WHAT YOU ARE ASKED TO DO –
All lines from the one including "Objective — a point for each instance of the low" to the bottom of the entries below should be repeated exactly, both ends kept.
==== PROVIDED MATERIAL
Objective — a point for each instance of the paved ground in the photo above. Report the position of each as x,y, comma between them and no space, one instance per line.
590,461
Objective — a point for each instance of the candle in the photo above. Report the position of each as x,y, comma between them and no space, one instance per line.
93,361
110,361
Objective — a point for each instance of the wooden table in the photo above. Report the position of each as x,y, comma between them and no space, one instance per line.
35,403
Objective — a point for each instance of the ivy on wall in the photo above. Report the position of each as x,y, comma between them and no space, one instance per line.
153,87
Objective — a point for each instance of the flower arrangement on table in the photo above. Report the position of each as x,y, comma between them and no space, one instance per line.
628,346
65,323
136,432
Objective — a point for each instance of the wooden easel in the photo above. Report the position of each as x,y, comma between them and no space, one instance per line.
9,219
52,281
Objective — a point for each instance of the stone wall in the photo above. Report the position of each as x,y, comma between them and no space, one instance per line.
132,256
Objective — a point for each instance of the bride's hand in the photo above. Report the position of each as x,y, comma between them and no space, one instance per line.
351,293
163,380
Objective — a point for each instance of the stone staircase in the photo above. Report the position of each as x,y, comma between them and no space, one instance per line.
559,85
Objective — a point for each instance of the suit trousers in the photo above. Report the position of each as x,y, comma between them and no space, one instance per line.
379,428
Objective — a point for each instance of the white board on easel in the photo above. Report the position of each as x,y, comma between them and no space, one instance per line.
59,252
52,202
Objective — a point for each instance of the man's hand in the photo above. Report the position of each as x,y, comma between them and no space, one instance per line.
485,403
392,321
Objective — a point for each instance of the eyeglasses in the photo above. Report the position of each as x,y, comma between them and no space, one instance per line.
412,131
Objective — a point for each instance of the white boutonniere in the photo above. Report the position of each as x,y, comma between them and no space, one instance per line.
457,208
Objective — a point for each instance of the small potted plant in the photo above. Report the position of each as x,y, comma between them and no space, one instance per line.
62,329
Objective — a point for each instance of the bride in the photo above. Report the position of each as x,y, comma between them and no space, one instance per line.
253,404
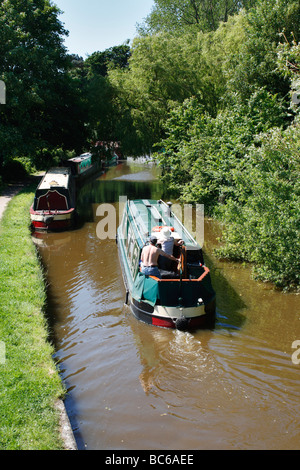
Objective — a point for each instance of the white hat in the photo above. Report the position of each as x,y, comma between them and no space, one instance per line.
165,233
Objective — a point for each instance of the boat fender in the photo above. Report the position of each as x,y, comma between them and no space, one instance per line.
48,219
159,227
182,324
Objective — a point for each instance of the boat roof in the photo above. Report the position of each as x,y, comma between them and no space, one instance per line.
151,214
55,177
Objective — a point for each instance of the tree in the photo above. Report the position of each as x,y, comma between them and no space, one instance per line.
99,63
177,16
41,97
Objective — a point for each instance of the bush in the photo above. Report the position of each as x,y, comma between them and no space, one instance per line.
262,221
14,170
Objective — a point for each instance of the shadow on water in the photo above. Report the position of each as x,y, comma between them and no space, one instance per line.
229,303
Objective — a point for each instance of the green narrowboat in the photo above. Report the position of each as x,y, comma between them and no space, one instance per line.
183,296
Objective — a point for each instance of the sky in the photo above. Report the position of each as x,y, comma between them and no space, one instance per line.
96,25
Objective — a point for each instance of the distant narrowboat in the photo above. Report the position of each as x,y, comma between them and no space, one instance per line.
53,207
81,166
181,298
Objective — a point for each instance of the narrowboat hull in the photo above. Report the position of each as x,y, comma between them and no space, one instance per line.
53,208
52,221
170,302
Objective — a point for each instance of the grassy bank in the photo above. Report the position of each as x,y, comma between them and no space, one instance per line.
29,381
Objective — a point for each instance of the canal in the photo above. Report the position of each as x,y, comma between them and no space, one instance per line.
134,386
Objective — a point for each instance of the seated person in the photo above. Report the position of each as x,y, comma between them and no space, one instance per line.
167,243
149,258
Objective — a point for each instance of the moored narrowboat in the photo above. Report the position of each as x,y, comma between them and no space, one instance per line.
182,296
81,166
53,207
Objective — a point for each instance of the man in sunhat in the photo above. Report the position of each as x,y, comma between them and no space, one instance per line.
167,242
149,258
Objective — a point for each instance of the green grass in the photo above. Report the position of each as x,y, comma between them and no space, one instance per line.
29,381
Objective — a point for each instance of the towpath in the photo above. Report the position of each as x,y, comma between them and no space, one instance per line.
65,427
8,194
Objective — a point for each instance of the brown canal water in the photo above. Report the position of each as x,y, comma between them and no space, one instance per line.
133,386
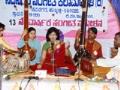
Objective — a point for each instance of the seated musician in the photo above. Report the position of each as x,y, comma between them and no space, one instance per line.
55,52
2,41
91,45
34,44
114,50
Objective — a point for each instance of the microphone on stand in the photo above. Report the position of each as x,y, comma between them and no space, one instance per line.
52,57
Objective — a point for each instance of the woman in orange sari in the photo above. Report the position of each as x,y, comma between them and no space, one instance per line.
55,53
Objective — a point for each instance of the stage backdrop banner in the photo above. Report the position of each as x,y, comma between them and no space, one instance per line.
63,14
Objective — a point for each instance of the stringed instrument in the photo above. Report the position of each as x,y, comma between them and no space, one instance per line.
26,47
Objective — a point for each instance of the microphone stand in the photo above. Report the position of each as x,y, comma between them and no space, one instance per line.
1,49
82,52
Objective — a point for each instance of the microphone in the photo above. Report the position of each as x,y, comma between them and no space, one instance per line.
32,77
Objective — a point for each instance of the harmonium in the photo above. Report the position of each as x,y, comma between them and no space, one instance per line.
89,68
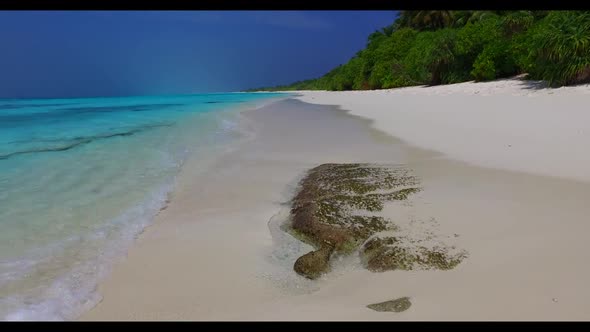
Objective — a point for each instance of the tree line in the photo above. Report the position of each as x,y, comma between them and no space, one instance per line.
444,47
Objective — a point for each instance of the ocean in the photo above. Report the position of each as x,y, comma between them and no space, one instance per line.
81,178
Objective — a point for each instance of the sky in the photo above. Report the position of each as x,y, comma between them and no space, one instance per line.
52,54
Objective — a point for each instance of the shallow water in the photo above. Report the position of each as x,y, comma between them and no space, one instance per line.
80,178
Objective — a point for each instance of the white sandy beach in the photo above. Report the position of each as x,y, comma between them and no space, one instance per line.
504,167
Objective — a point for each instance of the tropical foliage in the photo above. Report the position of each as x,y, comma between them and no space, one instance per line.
442,47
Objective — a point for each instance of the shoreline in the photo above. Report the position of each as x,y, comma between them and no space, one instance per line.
211,255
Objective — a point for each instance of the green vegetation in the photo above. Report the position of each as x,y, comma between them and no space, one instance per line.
443,47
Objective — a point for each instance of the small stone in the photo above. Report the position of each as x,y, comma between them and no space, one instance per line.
398,305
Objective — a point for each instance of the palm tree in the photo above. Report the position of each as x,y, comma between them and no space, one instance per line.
432,19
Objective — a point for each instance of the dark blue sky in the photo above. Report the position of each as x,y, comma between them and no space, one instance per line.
77,53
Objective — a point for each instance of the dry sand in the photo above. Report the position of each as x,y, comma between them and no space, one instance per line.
216,252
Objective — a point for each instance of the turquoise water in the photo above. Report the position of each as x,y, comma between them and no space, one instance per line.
80,178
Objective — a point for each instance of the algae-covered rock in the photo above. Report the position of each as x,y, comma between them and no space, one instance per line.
391,253
326,208
398,305
335,211
315,263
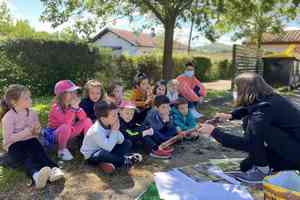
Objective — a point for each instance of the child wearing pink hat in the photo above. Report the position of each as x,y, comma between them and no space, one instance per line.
66,118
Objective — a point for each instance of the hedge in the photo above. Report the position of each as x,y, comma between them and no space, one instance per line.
40,63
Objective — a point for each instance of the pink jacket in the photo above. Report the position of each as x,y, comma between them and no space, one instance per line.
186,86
57,117
15,124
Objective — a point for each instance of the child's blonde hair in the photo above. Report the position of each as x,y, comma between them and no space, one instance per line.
11,95
251,87
172,82
92,84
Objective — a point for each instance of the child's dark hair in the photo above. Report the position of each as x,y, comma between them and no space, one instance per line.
102,108
13,93
161,99
158,84
111,87
92,84
139,78
180,101
189,64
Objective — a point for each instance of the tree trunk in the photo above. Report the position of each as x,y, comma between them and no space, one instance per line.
168,49
190,35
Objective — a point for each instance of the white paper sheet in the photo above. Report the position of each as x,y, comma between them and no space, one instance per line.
174,185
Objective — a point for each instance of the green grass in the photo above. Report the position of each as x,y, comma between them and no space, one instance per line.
151,193
9,177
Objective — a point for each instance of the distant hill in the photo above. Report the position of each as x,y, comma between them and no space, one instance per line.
214,48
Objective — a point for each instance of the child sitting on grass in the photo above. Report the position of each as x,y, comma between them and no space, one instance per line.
104,145
66,119
21,128
115,93
138,133
183,118
159,119
160,88
172,91
142,96
92,93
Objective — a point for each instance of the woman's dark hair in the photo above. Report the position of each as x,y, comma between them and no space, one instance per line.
160,100
158,84
102,108
189,64
180,101
251,87
139,77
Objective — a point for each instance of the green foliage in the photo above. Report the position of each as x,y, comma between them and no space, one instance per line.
202,67
225,69
39,64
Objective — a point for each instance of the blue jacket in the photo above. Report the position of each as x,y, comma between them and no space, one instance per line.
88,106
162,131
183,122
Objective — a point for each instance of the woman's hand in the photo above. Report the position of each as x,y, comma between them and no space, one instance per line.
206,129
115,126
223,117
75,102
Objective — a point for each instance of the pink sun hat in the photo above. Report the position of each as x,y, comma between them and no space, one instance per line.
127,104
65,86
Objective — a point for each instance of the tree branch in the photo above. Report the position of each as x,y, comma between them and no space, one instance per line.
156,12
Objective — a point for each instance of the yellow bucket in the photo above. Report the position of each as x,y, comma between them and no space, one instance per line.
274,192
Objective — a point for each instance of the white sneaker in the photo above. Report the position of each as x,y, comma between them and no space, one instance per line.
56,174
65,154
41,177
195,113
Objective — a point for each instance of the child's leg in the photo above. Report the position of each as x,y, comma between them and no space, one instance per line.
81,127
149,144
103,156
63,135
122,149
40,155
20,154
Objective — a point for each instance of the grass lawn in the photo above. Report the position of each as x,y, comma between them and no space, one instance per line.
9,178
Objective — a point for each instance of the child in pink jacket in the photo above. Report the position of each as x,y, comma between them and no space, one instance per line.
191,89
66,117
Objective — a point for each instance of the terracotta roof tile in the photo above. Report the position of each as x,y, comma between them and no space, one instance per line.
291,36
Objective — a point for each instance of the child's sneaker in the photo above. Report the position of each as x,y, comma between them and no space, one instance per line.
41,177
168,150
56,174
107,167
159,153
135,157
65,154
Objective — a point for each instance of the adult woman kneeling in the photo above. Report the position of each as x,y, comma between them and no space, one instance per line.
272,129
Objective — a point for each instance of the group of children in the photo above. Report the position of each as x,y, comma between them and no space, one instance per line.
112,126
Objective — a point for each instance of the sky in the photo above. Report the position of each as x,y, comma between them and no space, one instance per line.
31,10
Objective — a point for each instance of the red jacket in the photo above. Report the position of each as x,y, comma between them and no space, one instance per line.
186,86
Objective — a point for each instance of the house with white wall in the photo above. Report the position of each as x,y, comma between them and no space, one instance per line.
126,42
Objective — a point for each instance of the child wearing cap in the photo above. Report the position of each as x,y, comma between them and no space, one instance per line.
92,93
142,96
66,118
104,145
115,93
183,118
138,133
160,120
172,91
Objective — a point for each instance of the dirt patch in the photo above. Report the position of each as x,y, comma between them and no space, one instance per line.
218,85
85,182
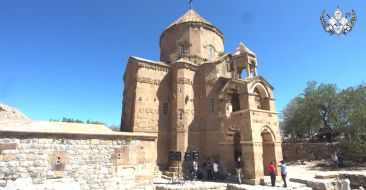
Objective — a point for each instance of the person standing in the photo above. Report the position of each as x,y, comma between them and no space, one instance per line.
209,169
335,160
239,166
195,170
283,172
215,166
346,184
272,172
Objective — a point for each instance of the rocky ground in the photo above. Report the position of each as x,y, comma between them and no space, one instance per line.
10,113
301,176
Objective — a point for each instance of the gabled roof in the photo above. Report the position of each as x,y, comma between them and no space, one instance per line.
190,16
148,61
242,49
182,60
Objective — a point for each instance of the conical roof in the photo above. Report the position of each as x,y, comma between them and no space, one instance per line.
190,16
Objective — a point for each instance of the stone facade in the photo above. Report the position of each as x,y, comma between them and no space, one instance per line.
80,161
197,99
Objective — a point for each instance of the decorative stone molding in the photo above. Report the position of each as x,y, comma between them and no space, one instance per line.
120,156
154,67
58,160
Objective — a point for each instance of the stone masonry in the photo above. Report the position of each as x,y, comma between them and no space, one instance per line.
199,98
89,161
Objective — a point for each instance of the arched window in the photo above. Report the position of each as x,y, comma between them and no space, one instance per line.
165,108
180,114
210,52
261,98
212,105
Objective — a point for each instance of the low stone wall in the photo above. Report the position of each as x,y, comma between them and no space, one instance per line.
82,161
307,151
356,180
315,151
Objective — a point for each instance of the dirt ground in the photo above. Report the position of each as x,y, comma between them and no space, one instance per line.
311,169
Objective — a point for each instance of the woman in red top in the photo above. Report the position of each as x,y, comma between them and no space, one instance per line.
272,173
========
FINAL ANSWER –
Objective — a point for each instance of the low stone wall in the photo above. Report the position of each as x,y, comma between them and no space, one instance per line.
82,161
307,151
356,180
315,151
Objective — a point for each instance of the dirt ground in the photo above. Report the position of each as x,y, comma between them and no space, one instance per line.
311,169
Objective — a point for each instance of the woman in red top in the photo above. Report the position of each as x,y, comma between them and no space, one instance per line.
272,173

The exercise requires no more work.